*TASK INSTRUCTIONS*. Each line from the one containing "Annotation task: put one keypoint on every instance of the green" through the end of the data is to be written out exactly, and nothing more.

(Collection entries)
-- -- --
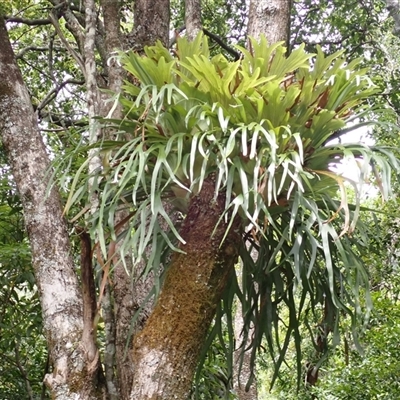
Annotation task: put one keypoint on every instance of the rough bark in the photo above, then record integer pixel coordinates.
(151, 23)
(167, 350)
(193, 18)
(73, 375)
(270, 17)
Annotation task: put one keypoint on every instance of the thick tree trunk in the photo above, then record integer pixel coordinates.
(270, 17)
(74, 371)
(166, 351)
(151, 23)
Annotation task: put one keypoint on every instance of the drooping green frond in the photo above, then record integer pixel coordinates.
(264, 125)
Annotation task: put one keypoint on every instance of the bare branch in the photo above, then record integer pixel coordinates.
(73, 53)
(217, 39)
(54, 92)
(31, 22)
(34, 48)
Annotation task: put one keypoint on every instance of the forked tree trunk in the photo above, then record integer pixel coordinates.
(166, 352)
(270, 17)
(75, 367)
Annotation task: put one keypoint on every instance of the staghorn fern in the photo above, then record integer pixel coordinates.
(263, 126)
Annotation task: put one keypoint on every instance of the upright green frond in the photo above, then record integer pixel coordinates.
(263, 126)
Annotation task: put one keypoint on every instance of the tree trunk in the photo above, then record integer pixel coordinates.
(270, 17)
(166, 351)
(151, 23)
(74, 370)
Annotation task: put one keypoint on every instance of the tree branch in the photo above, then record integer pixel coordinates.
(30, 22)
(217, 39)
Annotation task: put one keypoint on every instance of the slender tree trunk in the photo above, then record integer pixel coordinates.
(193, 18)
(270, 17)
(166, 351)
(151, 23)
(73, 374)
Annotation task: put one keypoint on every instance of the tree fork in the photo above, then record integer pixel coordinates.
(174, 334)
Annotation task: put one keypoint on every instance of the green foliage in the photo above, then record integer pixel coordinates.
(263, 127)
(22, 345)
-- -- --
*SOLUTION*.
Annotation task: put one keypoint on every instance of the green foliage in the photo above, then record integer pixel coordinates.
(263, 127)
(22, 345)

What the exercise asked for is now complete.